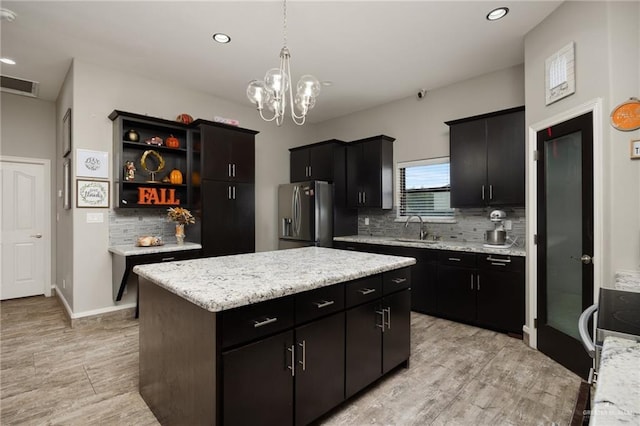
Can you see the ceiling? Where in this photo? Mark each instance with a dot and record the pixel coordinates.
(373, 52)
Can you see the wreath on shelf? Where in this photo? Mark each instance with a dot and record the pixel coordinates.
(157, 156)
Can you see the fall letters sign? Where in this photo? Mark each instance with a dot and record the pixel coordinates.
(157, 196)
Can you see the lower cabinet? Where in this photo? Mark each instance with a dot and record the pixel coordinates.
(326, 354)
(378, 339)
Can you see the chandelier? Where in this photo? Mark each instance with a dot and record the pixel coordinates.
(276, 87)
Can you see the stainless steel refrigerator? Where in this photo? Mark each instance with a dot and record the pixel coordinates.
(305, 214)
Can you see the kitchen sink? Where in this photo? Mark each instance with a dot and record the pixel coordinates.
(416, 240)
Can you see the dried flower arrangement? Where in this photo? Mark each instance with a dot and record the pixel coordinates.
(180, 215)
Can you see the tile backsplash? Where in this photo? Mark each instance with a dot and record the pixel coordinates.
(469, 226)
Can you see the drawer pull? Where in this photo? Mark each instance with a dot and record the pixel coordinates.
(493, 259)
(257, 324)
(324, 303)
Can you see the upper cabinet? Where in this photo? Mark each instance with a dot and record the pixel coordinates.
(227, 152)
(370, 172)
(487, 159)
(319, 161)
(151, 167)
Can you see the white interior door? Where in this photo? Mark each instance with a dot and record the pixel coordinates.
(25, 242)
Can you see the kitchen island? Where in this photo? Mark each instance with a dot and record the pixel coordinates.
(269, 338)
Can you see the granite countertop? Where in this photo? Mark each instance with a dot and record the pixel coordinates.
(220, 283)
(628, 280)
(617, 397)
(131, 250)
(434, 245)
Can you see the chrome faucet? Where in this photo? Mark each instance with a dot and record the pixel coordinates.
(423, 232)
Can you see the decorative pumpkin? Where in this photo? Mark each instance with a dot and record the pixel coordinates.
(185, 119)
(172, 142)
(175, 177)
(195, 178)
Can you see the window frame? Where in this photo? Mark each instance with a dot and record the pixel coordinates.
(398, 192)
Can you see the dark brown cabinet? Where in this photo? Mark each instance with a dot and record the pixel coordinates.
(319, 161)
(224, 158)
(487, 159)
(377, 334)
(228, 217)
(370, 172)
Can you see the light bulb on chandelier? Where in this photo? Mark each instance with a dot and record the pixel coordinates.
(273, 91)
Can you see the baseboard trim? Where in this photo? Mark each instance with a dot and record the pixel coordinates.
(96, 315)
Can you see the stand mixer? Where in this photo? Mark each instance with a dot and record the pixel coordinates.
(497, 236)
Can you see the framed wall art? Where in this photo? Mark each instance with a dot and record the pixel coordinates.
(92, 193)
(66, 133)
(93, 164)
(66, 184)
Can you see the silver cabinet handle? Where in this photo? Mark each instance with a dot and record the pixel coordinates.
(324, 303)
(493, 259)
(381, 312)
(303, 345)
(292, 367)
(257, 324)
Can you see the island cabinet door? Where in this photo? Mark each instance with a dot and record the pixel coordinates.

----

## Problem to work on:
Once the pictures are set aside, give the rest of the listing again exactly.

## Answer section:
Can you see the ceiling? Where in this photo? Mark each instance with a dot and record the pixel coordinates.
(373, 52)
Can you see the wreath on shelf? Where in this photo? Mark each instance with a dot and record the pixel coordinates.
(157, 156)
Can you see the fall letters sign? Where in this photo? Mark each instance with a dot and record the pixel coordinates.
(157, 196)
Can you see the lower cabinet? Where in this photo? Mark each instance with a dot and record the pixel coordinates.
(326, 354)
(378, 339)
Can you see the chandelier? Where in this photo? Mark each instance with a dot and record the pixel coordinates.
(276, 87)
Can you see the stainless steel refrigerator? Where in this photo? Mark each instance with a dot and record the pixel coordinates.
(305, 214)
Can you see the kitchen sink? Where in this photo? Mark each instance with a dot and record the pixel coordinates.
(416, 240)
Can you see the dried flower arrangement? Where in this photo? Mark each instance with a dot and record the pixel coordinates.
(180, 215)
Can you see the tile backsplash? Where in this photo? Mark each instance with a dot and record the pixel coordinates.
(469, 226)
Can you see the drawer pull? Where in this photo? Mark each instance with a dot and record the pixel coordinates.
(493, 259)
(257, 324)
(324, 303)
Can you see the upper cabinet? Where in this photo? Mark each instance with a dot and record the pixel coordinates.
(227, 152)
(370, 172)
(487, 159)
(319, 161)
(151, 167)
Can you see the white interior door? Where in this photo? Mark each instance with a dot and record the pixel coordinates.
(25, 242)
Can you see the kitchen island? Where in this photo? Mark each instance with a dot and record the pixel coordinates.
(269, 338)
Can you see the granite countertop? Where in this photo? Mark each instance with a dot and record the pixel coordinates.
(220, 283)
(628, 280)
(617, 397)
(131, 250)
(434, 245)
Can you see the chrome faucet? Where in this photo? Mark each instance with a dot and record the pixel coordinates.
(423, 232)
Can you see the decorative pumpkin? Where in this photo? Mark each instance with a dot and record the pixel coordinates.
(185, 119)
(172, 142)
(175, 177)
(195, 178)
Can you see the window frame? Where in this photo? Mark each instance with a dot and record the pixel coordinates.
(398, 192)
Can you see the dark brown cabinet? Where in this photo? Mark each instance with a dot and record the pixel coordinates.
(319, 161)
(224, 158)
(487, 159)
(377, 334)
(228, 217)
(370, 172)
Can you see the light bulb on chandelier? Where in this photo? Mark each instance with a dot and record the pixel coordinates.
(273, 91)
Can you see the baseboard trim? Where in this photo? Mark each instance with a dot and record the pixel coordinates.
(96, 315)
Can you see the stand mixer? Where in this photo? Mark each instance with a dot and record the pixel coordinates.
(497, 236)
Can you see the framed wall art? Where in this photo? Mark each instance with a dot and record the pixel coordinates.
(92, 193)
(66, 133)
(93, 164)
(66, 184)
Can you see the silver cabinet handle? Where in this photo? Mark each instance with a dot and record the pixel coordinates.
(324, 303)
(493, 259)
(381, 312)
(303, 345)
(292, 367)
(257, 324)
Can you see the island cabinet door? Where in this photo? Mark each instance with a dot and record the pixel coordinates.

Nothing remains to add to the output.